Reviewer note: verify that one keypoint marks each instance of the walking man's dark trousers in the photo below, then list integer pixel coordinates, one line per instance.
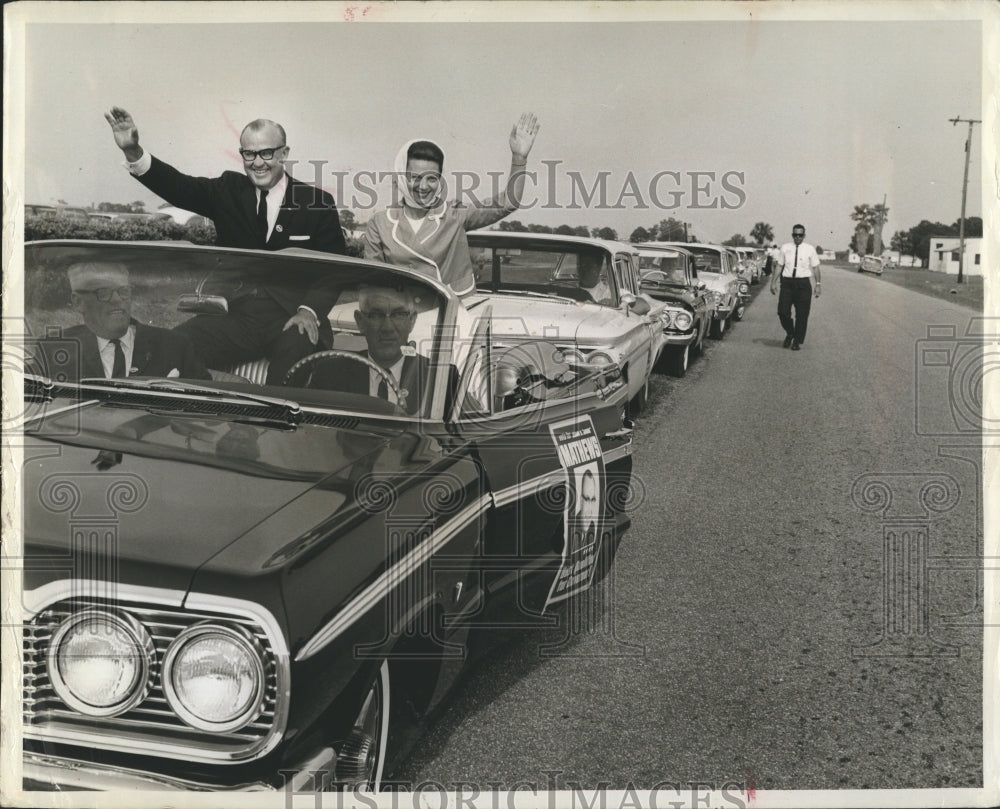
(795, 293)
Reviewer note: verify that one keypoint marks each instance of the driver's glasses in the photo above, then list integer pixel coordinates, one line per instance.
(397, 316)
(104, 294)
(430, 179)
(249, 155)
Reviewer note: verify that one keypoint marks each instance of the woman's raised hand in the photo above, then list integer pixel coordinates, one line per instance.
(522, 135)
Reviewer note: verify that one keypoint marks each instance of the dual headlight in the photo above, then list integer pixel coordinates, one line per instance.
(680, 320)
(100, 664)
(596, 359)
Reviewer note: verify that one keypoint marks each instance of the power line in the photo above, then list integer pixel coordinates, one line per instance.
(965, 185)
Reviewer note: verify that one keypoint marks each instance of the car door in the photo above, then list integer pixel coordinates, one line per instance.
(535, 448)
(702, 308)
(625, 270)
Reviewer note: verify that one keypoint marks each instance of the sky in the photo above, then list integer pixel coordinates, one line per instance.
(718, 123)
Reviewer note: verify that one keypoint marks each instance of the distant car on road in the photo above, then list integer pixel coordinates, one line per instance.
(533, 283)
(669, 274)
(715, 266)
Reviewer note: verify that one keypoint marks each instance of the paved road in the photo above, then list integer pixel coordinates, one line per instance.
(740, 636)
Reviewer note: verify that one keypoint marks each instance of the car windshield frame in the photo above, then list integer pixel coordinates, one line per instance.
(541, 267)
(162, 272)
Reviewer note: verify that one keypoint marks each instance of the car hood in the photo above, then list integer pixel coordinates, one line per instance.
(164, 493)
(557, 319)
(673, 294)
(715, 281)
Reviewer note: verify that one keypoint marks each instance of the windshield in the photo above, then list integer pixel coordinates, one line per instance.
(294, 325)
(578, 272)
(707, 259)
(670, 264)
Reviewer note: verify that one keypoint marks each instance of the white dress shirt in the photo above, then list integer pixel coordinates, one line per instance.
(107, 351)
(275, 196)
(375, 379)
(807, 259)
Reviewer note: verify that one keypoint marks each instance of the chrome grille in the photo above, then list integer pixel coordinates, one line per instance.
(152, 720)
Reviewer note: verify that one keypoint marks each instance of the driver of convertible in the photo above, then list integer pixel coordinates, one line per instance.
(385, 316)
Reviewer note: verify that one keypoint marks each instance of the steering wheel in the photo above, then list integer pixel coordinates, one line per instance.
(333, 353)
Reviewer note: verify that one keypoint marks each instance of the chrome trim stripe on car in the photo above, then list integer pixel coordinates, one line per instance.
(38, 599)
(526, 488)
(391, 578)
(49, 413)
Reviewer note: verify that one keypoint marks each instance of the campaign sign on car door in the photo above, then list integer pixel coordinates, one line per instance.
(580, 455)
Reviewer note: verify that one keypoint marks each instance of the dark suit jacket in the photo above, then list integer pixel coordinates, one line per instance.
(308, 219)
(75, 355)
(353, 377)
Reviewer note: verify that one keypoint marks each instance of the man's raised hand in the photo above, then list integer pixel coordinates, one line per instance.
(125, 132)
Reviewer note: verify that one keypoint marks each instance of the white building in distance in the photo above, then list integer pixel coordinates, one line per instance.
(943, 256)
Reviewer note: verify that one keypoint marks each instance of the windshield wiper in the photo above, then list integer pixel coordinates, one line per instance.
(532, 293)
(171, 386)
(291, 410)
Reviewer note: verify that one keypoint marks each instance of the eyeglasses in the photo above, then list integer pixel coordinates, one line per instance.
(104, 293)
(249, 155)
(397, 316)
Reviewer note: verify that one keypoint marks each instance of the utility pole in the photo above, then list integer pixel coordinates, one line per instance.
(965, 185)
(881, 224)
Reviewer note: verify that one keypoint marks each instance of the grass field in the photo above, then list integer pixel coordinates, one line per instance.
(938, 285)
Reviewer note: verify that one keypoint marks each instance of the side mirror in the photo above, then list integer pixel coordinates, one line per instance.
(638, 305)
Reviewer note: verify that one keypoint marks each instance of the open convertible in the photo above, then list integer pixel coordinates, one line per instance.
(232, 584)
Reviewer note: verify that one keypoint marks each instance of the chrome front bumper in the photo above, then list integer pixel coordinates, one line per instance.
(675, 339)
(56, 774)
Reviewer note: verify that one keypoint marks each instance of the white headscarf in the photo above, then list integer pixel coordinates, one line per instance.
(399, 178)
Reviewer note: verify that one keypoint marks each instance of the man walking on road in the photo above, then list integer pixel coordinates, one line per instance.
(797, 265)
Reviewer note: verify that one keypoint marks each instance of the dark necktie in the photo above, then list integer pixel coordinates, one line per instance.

◆ ◆ ◆ ◆ ◆

| TASK STATEMENT |
Give exactly the lines from the one with "of the side" to the end of the entries, nothing before them.

| RESULT OF THIS TASK |
Reviewer note: verify that one keypoint marks each instance of the side mirror in the photo above, then list integer pixel coordinates, one line per instance.
(638, 305)
Reviewer note: verify that one keypoint marks each instance of the open convertible in the photo above, then list integer pixel coordinates, one line per instance.
(232, 584)
Reviewer note: verify that one keypoint marks each instance of the chrome front bumper in the photo above, then list integer pixel coordinates, one line per instance.
(675, 339)
(56, 774)
Reviewer note: verify that one keypoint marks each instance of the white headscarf in the photo above, then list integer pixel coordinates, one line per instance.
(399, 178)
Reviewer note: verify that one keypoint marks each instance of the man walking on road in the photo above, then list integer pixel coordinates, one line per instance.
(797, 265)
Reviewer note: verify that one keypoint marks each instance of the dark necktie in the photo above, then list integer pixel coordinates, one line per instance.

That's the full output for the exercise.